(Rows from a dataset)
>>

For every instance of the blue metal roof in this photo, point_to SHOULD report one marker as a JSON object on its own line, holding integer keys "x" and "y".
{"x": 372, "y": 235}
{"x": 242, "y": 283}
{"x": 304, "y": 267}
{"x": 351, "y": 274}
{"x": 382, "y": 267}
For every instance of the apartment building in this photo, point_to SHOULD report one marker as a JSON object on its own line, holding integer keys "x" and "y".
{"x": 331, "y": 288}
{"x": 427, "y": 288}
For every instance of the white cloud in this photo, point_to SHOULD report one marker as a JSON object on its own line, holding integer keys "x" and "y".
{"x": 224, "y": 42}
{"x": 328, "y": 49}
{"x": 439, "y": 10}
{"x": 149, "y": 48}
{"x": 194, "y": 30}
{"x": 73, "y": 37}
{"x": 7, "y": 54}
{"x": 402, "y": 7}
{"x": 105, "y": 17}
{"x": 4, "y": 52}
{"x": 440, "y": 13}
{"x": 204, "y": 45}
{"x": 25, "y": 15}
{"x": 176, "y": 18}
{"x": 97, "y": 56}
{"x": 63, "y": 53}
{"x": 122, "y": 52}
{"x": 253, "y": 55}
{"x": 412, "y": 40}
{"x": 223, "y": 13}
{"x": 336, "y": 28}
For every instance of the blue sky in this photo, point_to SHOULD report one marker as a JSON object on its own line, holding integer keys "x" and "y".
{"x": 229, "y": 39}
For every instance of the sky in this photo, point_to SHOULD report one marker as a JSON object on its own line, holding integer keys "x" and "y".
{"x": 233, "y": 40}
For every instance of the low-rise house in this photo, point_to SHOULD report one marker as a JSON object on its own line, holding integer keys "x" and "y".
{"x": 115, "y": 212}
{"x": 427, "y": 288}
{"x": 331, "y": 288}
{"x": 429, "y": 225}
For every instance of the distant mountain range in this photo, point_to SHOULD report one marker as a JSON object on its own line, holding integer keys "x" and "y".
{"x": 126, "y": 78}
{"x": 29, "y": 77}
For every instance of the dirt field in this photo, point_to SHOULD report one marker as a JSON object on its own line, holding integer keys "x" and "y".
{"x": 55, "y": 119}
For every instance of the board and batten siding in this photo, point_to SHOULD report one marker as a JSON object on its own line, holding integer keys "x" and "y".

<<

**OBJECTIVE**
Write the entire listing out again, word for word.

**EXERCISE RESPONSE**
For every instance of the blue metal roof in this photo, point_to SHOULD report one marker as a JSON object on its own line, holding integer keys "x" and "y".
{"x": 372, "y": 235}
{"x": 242, "y": 283}
{"x": 304, "y": 267}
{"x": 351, "y": 274}
{"x": 382, "y": 267}
For every instance of the apartment building in this photo, point_to SHOULD report one marker as a JSON object on its own line, holding integer keys "x" and "y".
{"x": 331, "y": 288}
{"x": 427, "y": 288}
For every instance of the white cloud in this photo, point_to SHOULD report one marker as a JSON object on its own line, holding integer keys "x" and "y".
{"x": 224, "y": 42}
{"x": 328, "y": 49}
{"x": 439, "y": 10}
{"x": 149, "y": 48}
{"x": 194, "y": 30}
{"x": 73, "y": 37}
{"x": 7, "y": 54}
{"x": 402, "y": 7}
{"x": 105, "y": 17}
{"x": 4, "y": 52}
{"x": 440, "y": 13}
{"x": 204, "y": 45}
{"x": 25, "y": 15}
{"x": 176, "y": 18}
{"x": 97, "y": 56}
{"x": 63, "y": 53}
{"x": 122, "y": 52}
{"x": 253, "y": 55}
{"x": 412, "y": 40}
{"x": 223, "y": 13}
{"x": 336, "y": 28}
For every instance of the blue sky in this photo, point_to SHOULD report one marker as a JSON object on its own line, holding integer keys "x" and "y".
{"x": 229, "y": 39}
For every instance of the sky in this photo, point_to SHOULD report one marker as a JSON object on its own line, holding integer keys "x" and "y".
{"x": 233, "y": 40}
For every instance of the low-rise house in this photo, point_to SHOULD report one marker as a JSON object on its own line, holding integer keys "x" and "y".
{"x": 115, "y": 212}
{"x": 427, "y": 288}
{"x": 331, "y": 288}
{"x": 429, "y": 225}
For every instance of the distant mountain range in this photo, point_to SHOULD report one marker as a JSON object on its own line, holding integer keys "x" and "y".
{"x": 126, "y": 78}
{"x": 29, "y": 77}
For every instance of the dirt field in this photo, point_to SHOULD report one marker as a JSON object on its own line, holding integer keys "x" and "y".
{"x": 55, "y": 119}
For every instance of the board and batten siding in this photo, point_to SHOULD report one marker as a JSON object on its own line, holding integer keys "x" and "y".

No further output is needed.